Rewrite the data between the lines holding "Please box every dark background" and "[201,474,301,537]", inclusive, as a Markdown table with the columns No. and Text, giving each line its own numbered row and omitting blank lines.

**The data:**
· · ·
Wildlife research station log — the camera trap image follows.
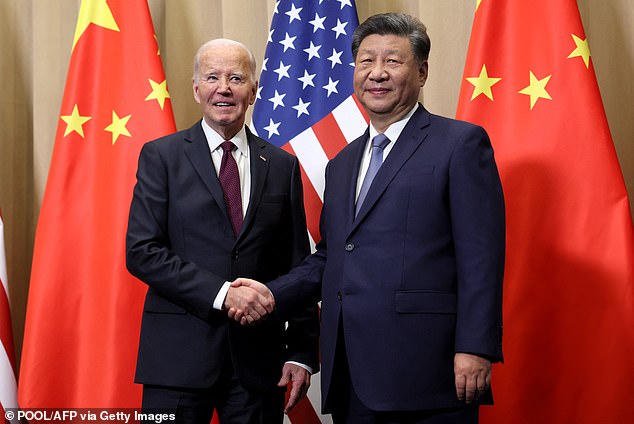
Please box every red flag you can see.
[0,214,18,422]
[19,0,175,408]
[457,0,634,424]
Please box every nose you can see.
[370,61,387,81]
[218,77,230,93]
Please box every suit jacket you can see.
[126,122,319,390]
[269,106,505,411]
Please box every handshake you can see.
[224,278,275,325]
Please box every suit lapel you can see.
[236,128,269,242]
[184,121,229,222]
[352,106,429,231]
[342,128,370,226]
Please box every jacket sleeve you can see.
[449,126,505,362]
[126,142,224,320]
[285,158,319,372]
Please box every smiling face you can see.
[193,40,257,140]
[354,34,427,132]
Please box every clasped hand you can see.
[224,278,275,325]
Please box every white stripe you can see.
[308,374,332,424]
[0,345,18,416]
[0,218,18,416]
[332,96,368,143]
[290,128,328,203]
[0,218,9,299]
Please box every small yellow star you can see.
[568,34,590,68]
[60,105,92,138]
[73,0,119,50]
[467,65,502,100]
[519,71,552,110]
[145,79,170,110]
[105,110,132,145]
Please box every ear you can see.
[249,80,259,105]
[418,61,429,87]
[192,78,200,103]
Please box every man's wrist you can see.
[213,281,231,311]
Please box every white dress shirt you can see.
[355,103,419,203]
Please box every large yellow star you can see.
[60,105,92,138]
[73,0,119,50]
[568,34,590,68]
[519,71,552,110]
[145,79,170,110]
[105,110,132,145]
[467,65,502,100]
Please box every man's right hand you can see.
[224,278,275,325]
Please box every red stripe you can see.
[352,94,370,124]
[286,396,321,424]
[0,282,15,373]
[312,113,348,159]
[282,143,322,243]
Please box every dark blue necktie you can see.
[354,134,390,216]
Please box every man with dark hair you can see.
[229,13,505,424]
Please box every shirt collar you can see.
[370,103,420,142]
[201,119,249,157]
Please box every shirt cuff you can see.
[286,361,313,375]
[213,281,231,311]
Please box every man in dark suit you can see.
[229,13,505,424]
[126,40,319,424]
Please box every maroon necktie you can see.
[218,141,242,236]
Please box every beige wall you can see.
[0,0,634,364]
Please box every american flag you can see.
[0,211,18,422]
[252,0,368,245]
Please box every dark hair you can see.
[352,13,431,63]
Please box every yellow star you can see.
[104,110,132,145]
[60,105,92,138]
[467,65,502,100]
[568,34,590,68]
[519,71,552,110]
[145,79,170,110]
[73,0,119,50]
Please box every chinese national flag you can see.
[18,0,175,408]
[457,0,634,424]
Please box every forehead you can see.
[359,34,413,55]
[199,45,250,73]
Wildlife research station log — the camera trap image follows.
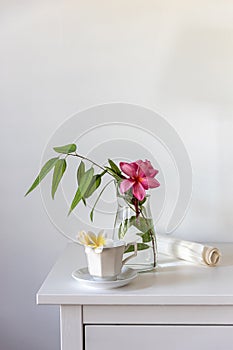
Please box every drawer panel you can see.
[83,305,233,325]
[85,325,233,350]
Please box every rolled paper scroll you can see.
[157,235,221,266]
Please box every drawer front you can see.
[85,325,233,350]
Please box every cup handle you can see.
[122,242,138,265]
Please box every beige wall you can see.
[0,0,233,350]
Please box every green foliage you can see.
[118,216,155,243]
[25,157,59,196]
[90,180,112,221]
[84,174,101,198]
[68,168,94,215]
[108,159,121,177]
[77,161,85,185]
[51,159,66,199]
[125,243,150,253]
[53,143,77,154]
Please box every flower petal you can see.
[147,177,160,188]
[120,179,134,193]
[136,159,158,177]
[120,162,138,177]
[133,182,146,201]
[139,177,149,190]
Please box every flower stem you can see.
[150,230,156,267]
· · ·
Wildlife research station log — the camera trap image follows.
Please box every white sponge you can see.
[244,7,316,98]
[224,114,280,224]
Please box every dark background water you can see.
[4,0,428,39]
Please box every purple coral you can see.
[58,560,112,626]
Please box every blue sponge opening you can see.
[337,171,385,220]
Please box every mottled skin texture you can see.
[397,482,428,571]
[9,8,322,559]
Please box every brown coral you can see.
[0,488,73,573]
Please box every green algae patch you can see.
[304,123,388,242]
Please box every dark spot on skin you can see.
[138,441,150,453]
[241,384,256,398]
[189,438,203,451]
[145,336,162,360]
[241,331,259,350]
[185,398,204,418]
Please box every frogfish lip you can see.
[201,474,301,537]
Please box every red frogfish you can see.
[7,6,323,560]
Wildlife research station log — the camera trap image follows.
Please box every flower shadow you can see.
· · ·
**Problem solution:**
| No. | Text |
|---|---|
| 1 | Please box every dark background water you can see. |
| 2 | [4,0,428,39] |
| 3 | Please box every purple coral you can see. |
| 4 | [58,560,112,626] |
| 5 | Please box every blue sponge opening you can see. |
| 6 | [337,171,385,220] |
| 7 | Please box every mottled skin texture you can see. |
| 8 | [397,482,428,571] |
| 9 | [9,8,322,559] |
| 10 | Please box every brown coral you can see. |
| 11 | [0,488,73,573] |
| 12 | Please box every green algae patch you can see. |
| 13 | [304,123,388,242] |
| 14 | Please box every dark spot on skin you can see. |
| 15 | [138,441,150,453] |
| 16 | [241,384,256,398] |
| 17 | [189,438,203,451] |
| 18 | [145,336,162,360] |
| 19 | [241,331,259,350] |
| 20 | [185,398,204,418] |
| 21 | Please box every frogfish lip you can see. |
| 22 | [201,474,301,537] |